--- DO THIS ---
Reproduce verbatim only the portion of the material starting at the line containing "blue sky in this photo" and ending at the line containing "[1119,238,1134,256]", including both of those lines.

>> START

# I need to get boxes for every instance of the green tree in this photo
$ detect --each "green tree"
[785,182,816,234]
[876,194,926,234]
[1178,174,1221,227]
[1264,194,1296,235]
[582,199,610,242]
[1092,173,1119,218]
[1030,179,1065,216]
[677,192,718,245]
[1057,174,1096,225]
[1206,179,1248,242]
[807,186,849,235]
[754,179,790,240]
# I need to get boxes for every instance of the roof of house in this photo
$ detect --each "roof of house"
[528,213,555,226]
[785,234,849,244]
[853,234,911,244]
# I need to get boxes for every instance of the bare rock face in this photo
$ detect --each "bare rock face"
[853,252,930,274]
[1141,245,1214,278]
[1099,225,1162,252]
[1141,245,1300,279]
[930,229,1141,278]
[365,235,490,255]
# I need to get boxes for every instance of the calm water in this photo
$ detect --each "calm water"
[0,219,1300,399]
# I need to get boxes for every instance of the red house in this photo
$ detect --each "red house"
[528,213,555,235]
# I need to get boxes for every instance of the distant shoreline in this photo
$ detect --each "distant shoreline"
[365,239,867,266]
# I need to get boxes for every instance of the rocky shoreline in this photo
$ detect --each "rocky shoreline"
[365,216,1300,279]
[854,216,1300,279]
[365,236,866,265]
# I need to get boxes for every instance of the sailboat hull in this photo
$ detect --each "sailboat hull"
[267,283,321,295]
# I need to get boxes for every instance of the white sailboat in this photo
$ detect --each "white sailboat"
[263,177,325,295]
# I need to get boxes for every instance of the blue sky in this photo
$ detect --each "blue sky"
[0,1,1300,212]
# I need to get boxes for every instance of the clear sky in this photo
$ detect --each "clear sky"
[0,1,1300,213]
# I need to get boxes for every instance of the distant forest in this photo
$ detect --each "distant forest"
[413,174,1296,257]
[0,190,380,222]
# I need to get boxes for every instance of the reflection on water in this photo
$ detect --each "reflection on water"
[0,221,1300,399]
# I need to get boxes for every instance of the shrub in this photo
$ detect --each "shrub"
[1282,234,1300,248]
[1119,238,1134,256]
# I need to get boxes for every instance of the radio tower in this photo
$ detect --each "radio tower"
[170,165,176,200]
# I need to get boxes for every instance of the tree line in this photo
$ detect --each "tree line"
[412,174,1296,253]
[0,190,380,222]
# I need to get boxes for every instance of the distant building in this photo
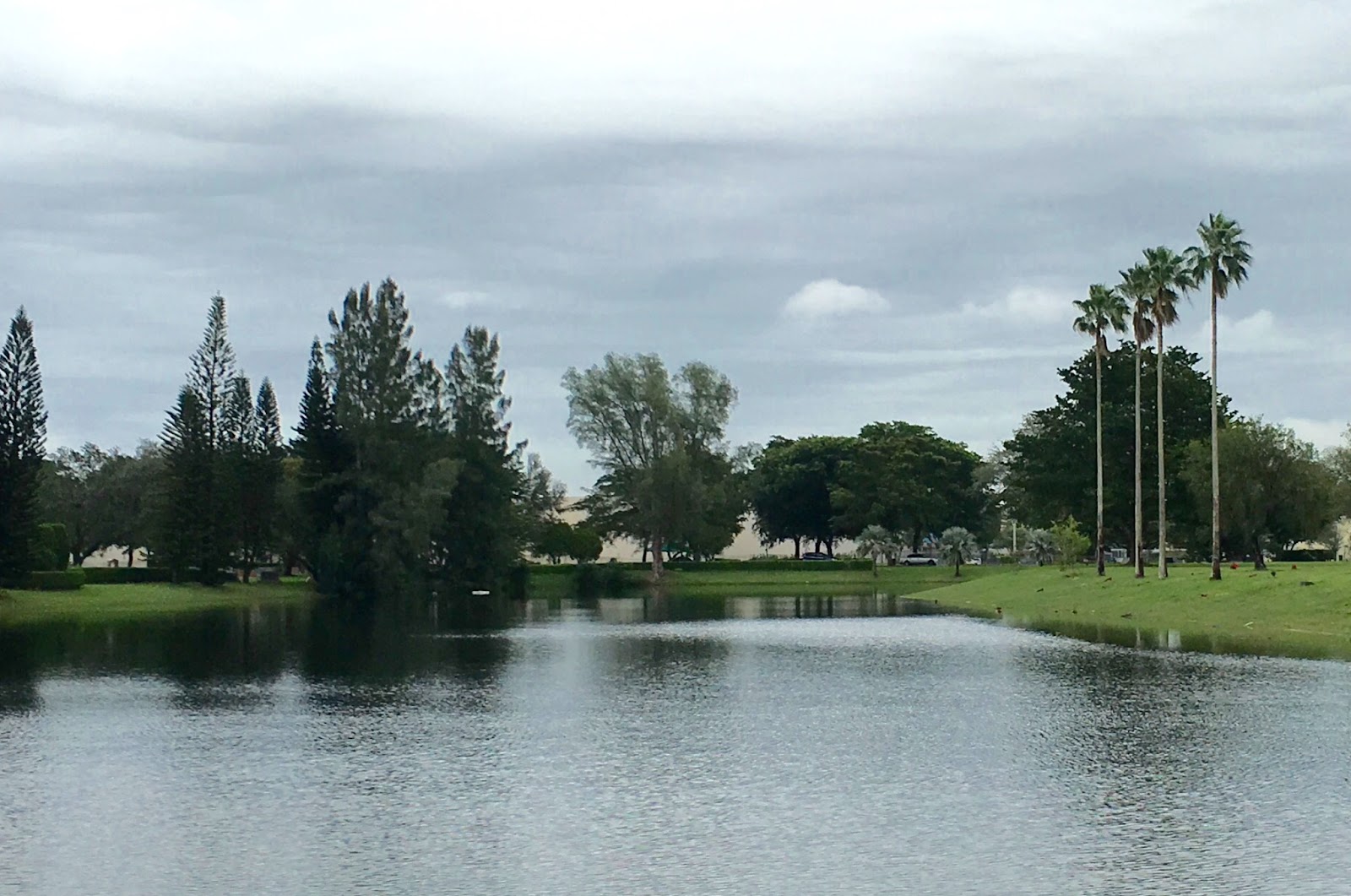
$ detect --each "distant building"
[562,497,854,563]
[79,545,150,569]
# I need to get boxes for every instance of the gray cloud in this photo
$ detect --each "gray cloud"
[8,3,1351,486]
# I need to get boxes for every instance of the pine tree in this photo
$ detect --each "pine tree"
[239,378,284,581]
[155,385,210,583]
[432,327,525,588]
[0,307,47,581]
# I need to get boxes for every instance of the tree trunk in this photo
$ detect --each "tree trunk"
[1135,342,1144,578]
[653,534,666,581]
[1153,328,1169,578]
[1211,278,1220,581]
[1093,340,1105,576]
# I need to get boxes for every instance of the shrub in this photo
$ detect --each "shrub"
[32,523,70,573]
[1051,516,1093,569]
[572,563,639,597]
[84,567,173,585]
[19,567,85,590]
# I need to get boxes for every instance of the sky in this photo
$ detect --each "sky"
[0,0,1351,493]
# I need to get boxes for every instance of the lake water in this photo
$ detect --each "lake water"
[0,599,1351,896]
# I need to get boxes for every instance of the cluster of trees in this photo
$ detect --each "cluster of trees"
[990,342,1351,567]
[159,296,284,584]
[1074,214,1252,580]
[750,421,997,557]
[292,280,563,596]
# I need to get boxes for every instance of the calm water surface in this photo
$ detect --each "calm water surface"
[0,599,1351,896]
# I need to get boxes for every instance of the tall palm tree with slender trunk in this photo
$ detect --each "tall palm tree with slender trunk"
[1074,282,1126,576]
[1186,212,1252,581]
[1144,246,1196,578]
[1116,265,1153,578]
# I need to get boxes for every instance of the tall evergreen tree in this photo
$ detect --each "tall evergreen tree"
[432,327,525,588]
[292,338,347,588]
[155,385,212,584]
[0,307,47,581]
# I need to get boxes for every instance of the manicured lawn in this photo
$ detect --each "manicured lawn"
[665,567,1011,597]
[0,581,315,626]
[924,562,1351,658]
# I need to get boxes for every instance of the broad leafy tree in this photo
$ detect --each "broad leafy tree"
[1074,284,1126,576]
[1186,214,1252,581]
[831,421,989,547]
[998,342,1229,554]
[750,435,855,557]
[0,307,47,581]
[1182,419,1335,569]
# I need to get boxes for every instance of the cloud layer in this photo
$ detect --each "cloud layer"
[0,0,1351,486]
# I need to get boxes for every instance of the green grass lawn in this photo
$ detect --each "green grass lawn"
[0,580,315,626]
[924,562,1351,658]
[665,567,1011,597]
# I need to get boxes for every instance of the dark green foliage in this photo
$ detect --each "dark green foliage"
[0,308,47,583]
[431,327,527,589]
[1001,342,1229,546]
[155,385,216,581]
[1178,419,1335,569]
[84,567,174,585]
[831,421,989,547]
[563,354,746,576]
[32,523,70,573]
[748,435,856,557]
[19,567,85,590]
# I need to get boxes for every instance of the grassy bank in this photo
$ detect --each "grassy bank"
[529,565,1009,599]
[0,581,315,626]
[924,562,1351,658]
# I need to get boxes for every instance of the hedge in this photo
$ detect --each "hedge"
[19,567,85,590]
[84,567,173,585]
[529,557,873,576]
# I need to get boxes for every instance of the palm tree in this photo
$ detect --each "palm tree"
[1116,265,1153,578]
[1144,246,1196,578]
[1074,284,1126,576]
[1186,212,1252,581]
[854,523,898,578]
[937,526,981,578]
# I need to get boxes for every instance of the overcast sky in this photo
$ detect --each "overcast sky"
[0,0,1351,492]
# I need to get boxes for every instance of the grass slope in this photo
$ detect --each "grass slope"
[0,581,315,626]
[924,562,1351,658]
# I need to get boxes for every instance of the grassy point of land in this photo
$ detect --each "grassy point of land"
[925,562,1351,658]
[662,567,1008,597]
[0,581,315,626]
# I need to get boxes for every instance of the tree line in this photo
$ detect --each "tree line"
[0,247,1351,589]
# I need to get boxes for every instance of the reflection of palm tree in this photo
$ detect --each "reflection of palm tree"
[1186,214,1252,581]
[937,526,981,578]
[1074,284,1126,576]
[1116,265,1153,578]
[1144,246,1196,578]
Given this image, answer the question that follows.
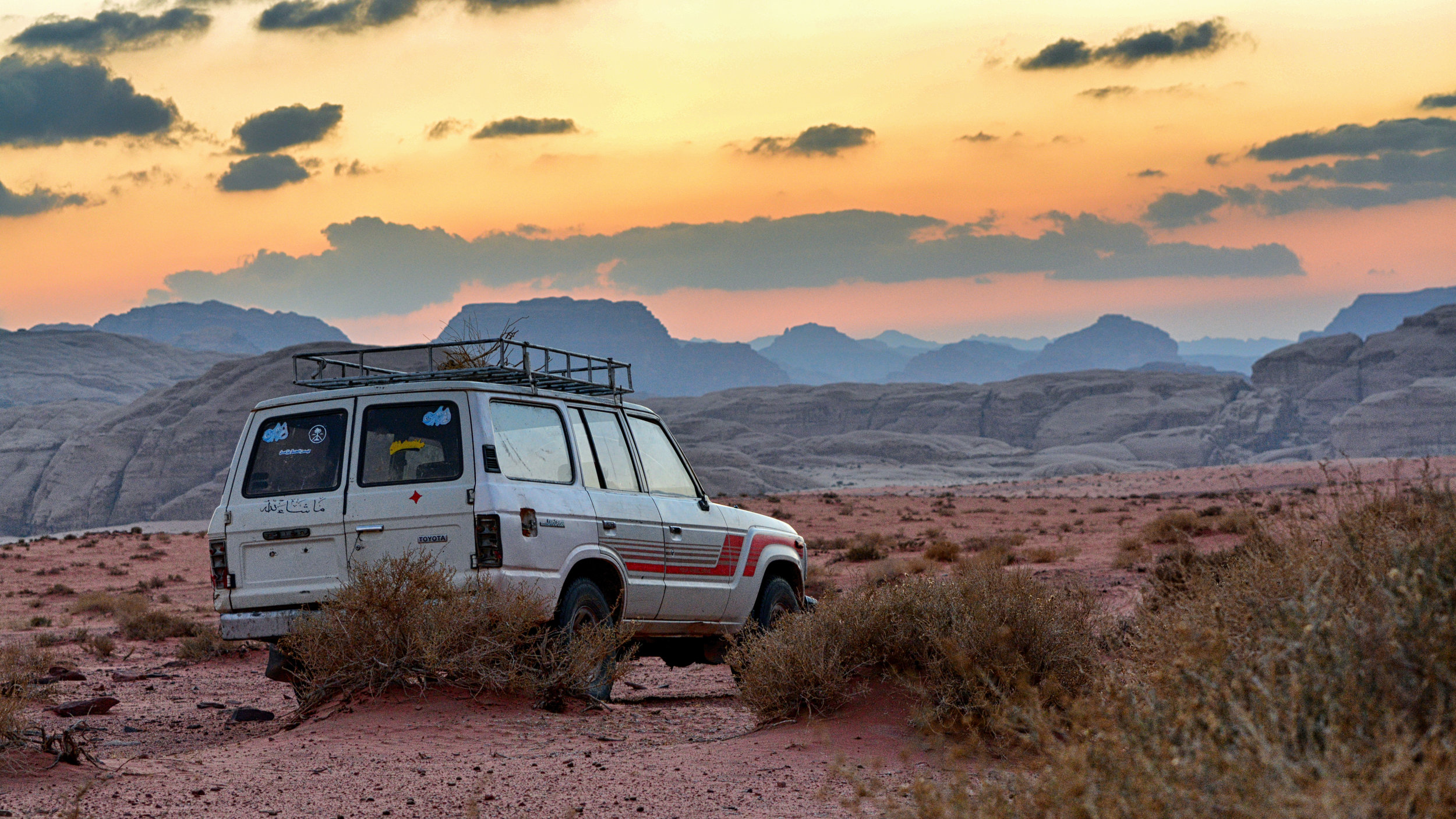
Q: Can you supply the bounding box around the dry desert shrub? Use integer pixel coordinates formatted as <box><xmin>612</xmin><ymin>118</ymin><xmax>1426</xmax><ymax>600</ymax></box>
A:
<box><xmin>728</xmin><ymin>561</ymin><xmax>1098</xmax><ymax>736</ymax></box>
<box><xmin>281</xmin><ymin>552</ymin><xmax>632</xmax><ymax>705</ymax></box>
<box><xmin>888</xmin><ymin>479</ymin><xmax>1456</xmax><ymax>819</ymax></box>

>> END
>> START

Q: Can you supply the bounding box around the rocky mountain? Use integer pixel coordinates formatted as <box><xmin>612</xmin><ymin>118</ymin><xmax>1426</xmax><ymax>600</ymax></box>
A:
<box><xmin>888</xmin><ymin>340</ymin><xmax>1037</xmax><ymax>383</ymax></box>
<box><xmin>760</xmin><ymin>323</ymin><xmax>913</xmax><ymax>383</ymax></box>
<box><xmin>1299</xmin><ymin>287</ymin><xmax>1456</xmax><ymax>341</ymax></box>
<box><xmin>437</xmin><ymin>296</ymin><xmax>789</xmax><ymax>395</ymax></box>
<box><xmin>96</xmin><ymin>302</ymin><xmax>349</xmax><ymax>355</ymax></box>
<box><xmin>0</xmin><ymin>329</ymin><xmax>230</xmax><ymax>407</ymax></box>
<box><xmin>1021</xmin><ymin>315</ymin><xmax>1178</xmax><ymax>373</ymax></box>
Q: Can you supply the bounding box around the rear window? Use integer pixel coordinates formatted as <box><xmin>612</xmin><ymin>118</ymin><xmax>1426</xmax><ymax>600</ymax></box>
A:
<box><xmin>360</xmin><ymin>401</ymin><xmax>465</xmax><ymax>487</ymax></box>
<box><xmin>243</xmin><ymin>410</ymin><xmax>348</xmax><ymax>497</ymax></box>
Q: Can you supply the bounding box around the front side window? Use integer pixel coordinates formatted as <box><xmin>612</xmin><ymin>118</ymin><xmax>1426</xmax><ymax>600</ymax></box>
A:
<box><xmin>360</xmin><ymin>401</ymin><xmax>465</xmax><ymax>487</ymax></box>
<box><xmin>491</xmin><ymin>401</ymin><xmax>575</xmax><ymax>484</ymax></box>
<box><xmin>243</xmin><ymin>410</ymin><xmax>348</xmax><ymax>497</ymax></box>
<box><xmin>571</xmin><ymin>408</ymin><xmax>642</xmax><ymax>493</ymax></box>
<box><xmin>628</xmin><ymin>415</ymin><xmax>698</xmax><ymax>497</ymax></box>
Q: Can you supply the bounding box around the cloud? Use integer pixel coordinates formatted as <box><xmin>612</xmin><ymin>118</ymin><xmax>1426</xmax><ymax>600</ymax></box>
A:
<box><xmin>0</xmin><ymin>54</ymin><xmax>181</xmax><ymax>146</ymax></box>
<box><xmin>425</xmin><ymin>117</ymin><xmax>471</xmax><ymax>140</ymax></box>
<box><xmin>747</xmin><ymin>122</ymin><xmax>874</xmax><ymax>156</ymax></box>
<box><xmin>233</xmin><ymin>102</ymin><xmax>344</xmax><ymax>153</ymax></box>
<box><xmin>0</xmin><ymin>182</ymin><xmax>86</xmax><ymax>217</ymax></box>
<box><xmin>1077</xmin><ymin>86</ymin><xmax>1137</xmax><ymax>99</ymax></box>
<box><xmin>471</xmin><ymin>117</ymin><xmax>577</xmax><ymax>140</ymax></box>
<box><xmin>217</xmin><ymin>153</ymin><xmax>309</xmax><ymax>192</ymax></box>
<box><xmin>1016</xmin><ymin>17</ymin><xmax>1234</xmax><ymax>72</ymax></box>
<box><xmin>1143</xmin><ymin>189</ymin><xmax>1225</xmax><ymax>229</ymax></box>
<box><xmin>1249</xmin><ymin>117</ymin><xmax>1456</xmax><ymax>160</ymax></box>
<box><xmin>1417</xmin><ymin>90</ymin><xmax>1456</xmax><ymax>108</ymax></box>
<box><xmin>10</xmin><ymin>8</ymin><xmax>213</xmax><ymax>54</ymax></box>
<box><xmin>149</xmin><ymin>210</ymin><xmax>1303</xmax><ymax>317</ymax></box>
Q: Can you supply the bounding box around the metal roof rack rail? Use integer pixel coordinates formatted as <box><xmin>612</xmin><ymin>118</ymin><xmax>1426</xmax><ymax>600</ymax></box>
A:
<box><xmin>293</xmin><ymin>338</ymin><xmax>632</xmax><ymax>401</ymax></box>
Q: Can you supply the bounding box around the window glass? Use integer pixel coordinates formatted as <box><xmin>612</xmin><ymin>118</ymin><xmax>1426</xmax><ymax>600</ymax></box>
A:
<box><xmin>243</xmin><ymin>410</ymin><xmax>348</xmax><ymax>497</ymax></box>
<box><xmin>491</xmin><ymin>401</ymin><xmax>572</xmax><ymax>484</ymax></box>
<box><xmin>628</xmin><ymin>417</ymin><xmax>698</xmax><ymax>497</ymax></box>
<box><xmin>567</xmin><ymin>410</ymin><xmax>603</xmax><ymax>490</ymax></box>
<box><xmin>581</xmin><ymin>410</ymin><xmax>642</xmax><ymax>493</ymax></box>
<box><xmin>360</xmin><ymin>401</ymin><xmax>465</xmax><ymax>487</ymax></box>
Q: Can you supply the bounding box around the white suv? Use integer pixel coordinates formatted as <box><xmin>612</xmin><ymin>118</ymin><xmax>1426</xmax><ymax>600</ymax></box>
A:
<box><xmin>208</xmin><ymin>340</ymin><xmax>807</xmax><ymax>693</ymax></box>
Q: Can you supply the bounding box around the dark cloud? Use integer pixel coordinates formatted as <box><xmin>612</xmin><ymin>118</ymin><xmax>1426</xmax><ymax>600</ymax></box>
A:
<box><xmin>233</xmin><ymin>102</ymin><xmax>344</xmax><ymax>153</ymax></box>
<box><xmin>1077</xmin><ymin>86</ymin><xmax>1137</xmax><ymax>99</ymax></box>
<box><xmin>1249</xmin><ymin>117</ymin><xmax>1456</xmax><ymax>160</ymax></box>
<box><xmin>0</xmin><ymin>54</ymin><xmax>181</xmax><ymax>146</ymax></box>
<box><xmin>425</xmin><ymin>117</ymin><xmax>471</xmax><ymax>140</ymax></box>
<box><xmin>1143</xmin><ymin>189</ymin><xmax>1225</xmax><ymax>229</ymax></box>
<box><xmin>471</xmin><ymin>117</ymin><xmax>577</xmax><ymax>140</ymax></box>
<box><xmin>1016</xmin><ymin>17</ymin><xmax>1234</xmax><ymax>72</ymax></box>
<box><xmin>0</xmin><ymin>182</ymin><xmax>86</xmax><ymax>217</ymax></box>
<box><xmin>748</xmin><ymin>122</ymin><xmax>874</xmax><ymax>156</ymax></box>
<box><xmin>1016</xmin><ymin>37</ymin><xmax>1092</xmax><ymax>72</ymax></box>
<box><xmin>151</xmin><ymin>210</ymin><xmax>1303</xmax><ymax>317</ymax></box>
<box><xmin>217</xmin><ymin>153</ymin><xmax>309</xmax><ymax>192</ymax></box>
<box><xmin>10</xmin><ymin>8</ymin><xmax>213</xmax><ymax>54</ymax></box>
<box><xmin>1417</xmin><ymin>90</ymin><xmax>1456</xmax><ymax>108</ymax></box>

>> END
>> START

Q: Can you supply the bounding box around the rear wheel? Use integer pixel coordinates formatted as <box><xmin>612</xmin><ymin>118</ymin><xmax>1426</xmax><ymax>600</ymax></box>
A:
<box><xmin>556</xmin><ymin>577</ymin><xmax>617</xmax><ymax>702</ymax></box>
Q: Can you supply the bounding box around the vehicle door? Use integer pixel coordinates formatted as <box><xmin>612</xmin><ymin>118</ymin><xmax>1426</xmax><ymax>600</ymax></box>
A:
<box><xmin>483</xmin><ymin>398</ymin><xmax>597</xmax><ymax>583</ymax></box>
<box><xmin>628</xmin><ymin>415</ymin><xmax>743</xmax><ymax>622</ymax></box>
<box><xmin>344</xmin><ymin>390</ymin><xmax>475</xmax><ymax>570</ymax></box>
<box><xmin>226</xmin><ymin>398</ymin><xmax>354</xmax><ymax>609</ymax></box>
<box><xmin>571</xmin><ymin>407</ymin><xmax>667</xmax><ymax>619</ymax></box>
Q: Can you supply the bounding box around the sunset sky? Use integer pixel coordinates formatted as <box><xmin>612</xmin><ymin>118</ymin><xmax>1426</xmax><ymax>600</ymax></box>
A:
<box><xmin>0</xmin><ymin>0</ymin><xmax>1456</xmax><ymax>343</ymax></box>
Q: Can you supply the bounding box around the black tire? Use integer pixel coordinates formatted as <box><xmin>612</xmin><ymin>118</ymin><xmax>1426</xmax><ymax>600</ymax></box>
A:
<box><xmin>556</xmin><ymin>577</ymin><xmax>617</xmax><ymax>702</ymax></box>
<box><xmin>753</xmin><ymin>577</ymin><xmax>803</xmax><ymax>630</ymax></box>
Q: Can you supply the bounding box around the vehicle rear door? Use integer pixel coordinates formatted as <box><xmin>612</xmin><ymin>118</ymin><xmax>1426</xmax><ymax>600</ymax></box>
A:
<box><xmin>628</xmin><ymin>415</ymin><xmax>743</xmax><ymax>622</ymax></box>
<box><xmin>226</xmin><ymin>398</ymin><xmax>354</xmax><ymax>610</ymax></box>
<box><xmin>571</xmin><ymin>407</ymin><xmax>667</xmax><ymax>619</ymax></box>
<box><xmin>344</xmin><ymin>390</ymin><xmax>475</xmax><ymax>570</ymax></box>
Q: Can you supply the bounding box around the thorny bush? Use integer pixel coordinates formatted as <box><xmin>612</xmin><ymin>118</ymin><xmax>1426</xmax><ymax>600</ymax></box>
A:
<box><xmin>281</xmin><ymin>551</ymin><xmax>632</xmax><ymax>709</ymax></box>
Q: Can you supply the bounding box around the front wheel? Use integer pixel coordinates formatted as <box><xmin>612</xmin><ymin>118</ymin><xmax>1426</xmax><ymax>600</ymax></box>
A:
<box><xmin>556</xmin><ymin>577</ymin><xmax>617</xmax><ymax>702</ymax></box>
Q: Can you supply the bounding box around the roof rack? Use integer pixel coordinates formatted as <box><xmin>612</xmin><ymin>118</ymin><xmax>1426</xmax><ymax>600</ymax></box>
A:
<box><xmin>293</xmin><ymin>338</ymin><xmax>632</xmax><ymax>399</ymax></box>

>> END

--- ANSWER TO THIS TASK ---
# I need to get boxes for every instance of the blue sky in this photo
$ detect --each "blue sky"
[0,1,1300,212]
# I need to get boxes for every instance of the clear sky in this photo
$ detect --each "clear sky"
[0,1,1300,213]
# I need to get boxes for every instance of the distant forest in this photo
$ detect --each "distant forest"
[413,174,1296,257]
[0,190,380,222]
# I need to get boxes for every instance of the reflection on water in this photo
$ detect --each "reflection on water"
[0,221,1300,399]
# I need to get boxes for every instance of the shrub in this photo
$ detect --each "shrub"
[1282,234,1300,248]
[1119,238,1134,256]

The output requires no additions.